SXEU31 DWAV 131800

S Y N O P T I S C H E Ü B E R S I C H T K U R Z F R I S T
ausgegeben am Donnerstag, den 13.10.2022 um 18 UTC

Markante Wettererscheinungen:
Heute Nacht im Süden einzelne Gewitter, vor allem im Bergland Nebel. Ab
Freitagnachmittag im Süden kräftiger Regen mit potentieller Dauerregengefahr vor
allem im Schwarzwald. Aber noch große Unsicherheit.

Synoptische Entwicklung bis Sonntag 12 UTC

Aktuell … liegt Mitteleuropa und das angrenzende Westeuropa im Bereich einer
stark divergenten westlichen Höhenströmung. Mit dieser schwenkt heute Abend ein
Höhentrog über Deutschland hinweg ostwärts. Bodennah lässt sich auf den
Wetterkarten ein Azorenhoch identifizieren, das sich bis zur Iberischen
Halbinsel erstreckt sowie ein weiteres Hochs über Osteuropa. Vom Atlantik ziehen
mit der dort kräftigen Westströmung Tiefdruckgebiete mit ihren oft schon
okkludierten Fronten heran, diese zeigen aber über dem europäischen Kontinent
starke Auflösungstendenzen, so dass die Wetterlage stark einer winterlichen
winkelförmigen Westlage mit Frontenfriedhof über unserem Land ähnelt. So
gestaltet sich auch das Wetter hierzulande, das von einer sehr milden und
feuchten atlantischen Luftmasse geprägt ist. Diese gelangt zeitweise unter
Hochdruckeinfluss, so dass es wie in der vergangenen Nacht teils viel Nebel und
Hochnebel in den Nachtstunden gibt, der sich tagsüber unter einer meist um 800
hPa liegenden Inversion zu einem Stratus oder Stratocumulus mit teils tiefen
Untergrenzen entwickelt hat, wobei die bodennahen Sichten dann heute Nachmittag
doch deutlich besser waren, als wir das sonst vom Winter kennen. Auf der anderen
Seite hat von der Nordsee her eine unter Auflösungstendenz leidende Okklusion
übergegriffen, die sich mit einem recht zerfledderten und schwachen Regengebiet
bemerkbar macht. Dieses liegt derzeit aber noch recht günstig im Trogbereich, so
dass es noch ein bisschen PVA mitbekommt.
*-*-*
ÜBUNGSAUFGABEN.
• 1. Nenne alle Nebel- und Wolkenformen, die im Abschnitt „Synoptische Entwicklung bis Sonntag 12 UTC“ der Wetterübersicht vorkommen.
• 2. Setze die Wetterübersicht im Anschluss an ihren letzten Satz fort.
*-*-*
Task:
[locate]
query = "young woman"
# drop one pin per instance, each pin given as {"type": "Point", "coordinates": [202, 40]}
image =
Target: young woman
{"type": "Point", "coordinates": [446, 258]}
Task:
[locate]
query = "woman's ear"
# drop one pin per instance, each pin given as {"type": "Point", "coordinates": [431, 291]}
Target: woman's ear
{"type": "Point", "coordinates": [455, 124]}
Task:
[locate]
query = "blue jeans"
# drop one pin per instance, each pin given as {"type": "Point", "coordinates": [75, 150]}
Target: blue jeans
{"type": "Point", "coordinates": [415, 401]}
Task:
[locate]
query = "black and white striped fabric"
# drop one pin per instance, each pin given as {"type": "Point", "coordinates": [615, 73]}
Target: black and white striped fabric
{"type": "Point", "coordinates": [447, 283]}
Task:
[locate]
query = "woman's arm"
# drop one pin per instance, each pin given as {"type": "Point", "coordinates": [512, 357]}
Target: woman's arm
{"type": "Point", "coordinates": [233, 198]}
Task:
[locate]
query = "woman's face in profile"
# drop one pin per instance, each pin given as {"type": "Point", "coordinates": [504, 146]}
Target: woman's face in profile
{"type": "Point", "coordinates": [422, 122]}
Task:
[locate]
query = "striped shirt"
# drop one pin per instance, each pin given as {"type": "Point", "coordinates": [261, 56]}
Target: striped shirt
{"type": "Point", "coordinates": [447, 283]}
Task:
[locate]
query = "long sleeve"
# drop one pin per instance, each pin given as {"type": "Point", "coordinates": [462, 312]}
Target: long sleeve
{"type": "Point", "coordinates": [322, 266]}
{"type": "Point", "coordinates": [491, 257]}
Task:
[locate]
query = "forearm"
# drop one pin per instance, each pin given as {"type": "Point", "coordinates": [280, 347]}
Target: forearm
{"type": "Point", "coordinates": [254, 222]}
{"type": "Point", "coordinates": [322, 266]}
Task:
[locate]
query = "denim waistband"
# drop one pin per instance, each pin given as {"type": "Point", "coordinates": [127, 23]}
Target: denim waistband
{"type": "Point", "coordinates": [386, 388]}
*-*-*
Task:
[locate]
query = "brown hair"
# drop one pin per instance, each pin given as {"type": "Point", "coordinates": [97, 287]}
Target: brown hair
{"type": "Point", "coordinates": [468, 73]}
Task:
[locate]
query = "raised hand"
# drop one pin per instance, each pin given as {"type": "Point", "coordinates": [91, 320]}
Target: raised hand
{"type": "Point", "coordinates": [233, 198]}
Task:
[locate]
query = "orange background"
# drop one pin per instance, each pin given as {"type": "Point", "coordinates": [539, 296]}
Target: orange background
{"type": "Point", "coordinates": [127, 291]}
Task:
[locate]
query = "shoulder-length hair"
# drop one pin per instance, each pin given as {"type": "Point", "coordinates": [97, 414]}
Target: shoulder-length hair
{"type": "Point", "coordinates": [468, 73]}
*-*-*
LÖSUNGEN.
• 1. Nebel, Hochnebel, Stratus, Stratocumulus

• 2.
In den weiteren Abend- und Nachtstunden soll der Höhentrog rasch ostwärts
durchschwenken, wobei er die Okklusion allmählich überläuft, was für diese nicht
gerade überlebensförderlich ist. Demzufolge kommen die schwachen Regenfälle in
der Nordhälfte und der Mitte zwar noch etwas nach Osten voran, werden aber immer
schwächer und lassen dann ganz nach. Viele Wolken ziehen aber trotzdem durch,
zumal eine milde und sehr feuchte Atlantikluftmasse zufließt. Diese ist nach
Süden hin, wo die Feuchte noch etwas höher ist und die Luftmasse leicht instabil
(die zufließende Luftmasse ist bodennah so warm, dass die Inversion
verschwindet) durchaus mit etwas Labilitätsenergie ausgestattet, so dass sich
dort auf der Trogvorderseite eine Schauerlinie entwickeln soll, die in der Nacht
in den Regionen südlich des Mains ostwärts zieht und dort mitunter mäßige
Regenfälle bringen könnte. Auch ist stellenweise Blitz und Donner möglich und
mit etwaigen Gewittern kann es in der feuchten Luftmasse (niederschlagbares
Wasser 15 bis 20 l/qm) örtlich auch Starkregen um 15 l/qm geben. Mit
vorübergehend etwas zunehmendem Höhenwind kann auch mal eine steife Bö
heruntergemischt werden.

Auf der Rückseite der Okklusion können sich in der feuchten Luftmasse durchaus
recht schlechte Sichten einstellen, vor allem muss man im Bergland mit
aufliegenden Wolken rechnen, mitunter kann aber in der Nordwesthälfte auch mal
im Flachland die Sicht auf warnwürdiges Niveau absinken. Die Temperatur geht
meist auf etwa 11 bis 7°C zurück.

Am Freitag … nähert sich von Westen die etwas stärkere Höhenströmung an, diese
bleibt aber über Deutschland weiterhin stark diffluent. Mit dieser westlichen
Strömung wird ein Bodentrog in den Nordwesten Deutschlands gesteuert, an den ein
weiteres teilokkludiertes Frontensystem geknüpft ist. Dabei setzt vor allem im
Südwesten Deutschlands starke Warmluftadvektion ein. Somit greifen dort im
Tagesverlauf weitere und anhaltende Regenfälle über, die bis zum Abend bis zur
Mitte vorankommen. Richtung Nordosten und Osten bleibt es trocken. Dort herrscht
zunächst noch viel Restbewölkung, die tagsüber etwas auflockern kann, bevor der
Wolkenschirm des nächsten Systems aufzieht. Mit dem aufziehenden Bodentrog nimmt
der Gradient vor allem im Südwesten etwas zu, zudem greift auch in 850 hPa eine
immer stärker werdende Strömung auf die Südwesthälfte über. Der meist mäßige
Wind kommt überwiegend aus südlichen Richtungen und erreicht in den Höhenlagen
des Schwarzwaldes im Tagesverlauf mit Stärke 8 bis 9 (dort aus Südwest)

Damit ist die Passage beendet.